=== MATERIAL SUPPLIED ===

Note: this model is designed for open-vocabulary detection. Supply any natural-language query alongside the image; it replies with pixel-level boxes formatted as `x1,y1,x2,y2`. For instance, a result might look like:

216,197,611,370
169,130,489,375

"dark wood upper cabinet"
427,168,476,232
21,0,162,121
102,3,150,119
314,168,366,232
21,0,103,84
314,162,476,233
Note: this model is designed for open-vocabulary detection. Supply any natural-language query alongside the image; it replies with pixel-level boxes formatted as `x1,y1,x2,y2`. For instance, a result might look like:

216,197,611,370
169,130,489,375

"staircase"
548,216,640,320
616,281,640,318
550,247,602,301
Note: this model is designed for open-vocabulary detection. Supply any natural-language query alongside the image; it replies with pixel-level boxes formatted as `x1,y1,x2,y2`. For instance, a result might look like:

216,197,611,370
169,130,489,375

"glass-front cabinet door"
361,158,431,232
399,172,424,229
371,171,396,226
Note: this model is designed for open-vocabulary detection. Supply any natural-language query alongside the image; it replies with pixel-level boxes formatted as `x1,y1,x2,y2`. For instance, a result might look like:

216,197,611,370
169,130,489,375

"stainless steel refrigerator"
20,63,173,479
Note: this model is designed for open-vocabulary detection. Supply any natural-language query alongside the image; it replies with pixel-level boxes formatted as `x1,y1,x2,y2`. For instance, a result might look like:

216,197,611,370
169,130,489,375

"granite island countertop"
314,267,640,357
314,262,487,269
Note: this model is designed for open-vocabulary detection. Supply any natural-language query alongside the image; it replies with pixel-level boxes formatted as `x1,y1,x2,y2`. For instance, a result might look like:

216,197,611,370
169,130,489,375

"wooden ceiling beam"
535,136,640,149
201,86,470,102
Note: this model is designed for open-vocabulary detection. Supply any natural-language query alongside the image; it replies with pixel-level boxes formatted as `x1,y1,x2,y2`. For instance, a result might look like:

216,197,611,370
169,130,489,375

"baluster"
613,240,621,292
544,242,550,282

===

## PROBLEM REQUIREMENTS
For each line in the data, set it down again exactly.

## ANSWER SPACE
Note: this model is designed for open-vocabulary detection. Supply any natural-language query alongside the image; it replies with pixel-level boxes formatted as `x1,y1,x2,y2`. For instance, a result might look like:

216,197,611,370
169,130,489,375

"dark wood upper cabinet"
427,168,476,232
21,0,162,121
102,3,150,119
314,168,366,232
21,0,103,84
314,162,476,233
Note: this model is designed for open-vocabulary detection. Supply any natural-language query alongside the image; it replies with pixel-level boxes formatted as `x1,y1,x2,y2`. For instance, a result might look like:

216,197,611,370
169,130,489,375

"staircase"
548,216,640,320
616,281,640,318
550,247,602,301
Note: this model is designed for open-vocabulary detection. Supply any natural-language query alongside the image; it replies with pixel-level boxes formatted as `x1,y1,x2,y2`. For instance, a result might look like:

216,197,611,370
169,130,489,375

"glass-front cabinet door"
361,158,431,232
399,172,424,229
371,171,396,226
Note: this model is designed for open-vocabulary detection. Supply any natural-language query alongside the image; it replies with pixel-level boxes formatted as `x1,y1,x2,y2`. For instance, a result might look like:

216,197,611,370
169,130,489,375

"stainless steel refrigerator"
20,63,173,479
Note: this model is designed for open-vocabulary detection. Supply any natural-language query alongside the image; it replies with pixel-level boxes formatted as `x1,y1,x2,y2`. For instance, a result might look like:

216,197,611,370
169,130,489,375

"granite island countertop"
314,267,640,357
314,262,487,269
Note: this model is designed for open-vocabulary detection. Supply any natural-language query alongside the image; it replies with pixel-level boxes formatted as `x1,y1,x2,y2`. For instance, a result might look like:

216,197,611,370
169,130,489,375

"wooden ceiling beam"
535,136,640,149
201,86,470,102
Note: this model is designed for open-vocabulary detection. Supply any natural-language query alongside the image; it replies with pixel-level boxes formatted as `x1,y1,x2,y2`. For instance, a result might look like:

216,197,611,370
169,130,489,375

"baluster"
613,240,621,292
544,242,550,282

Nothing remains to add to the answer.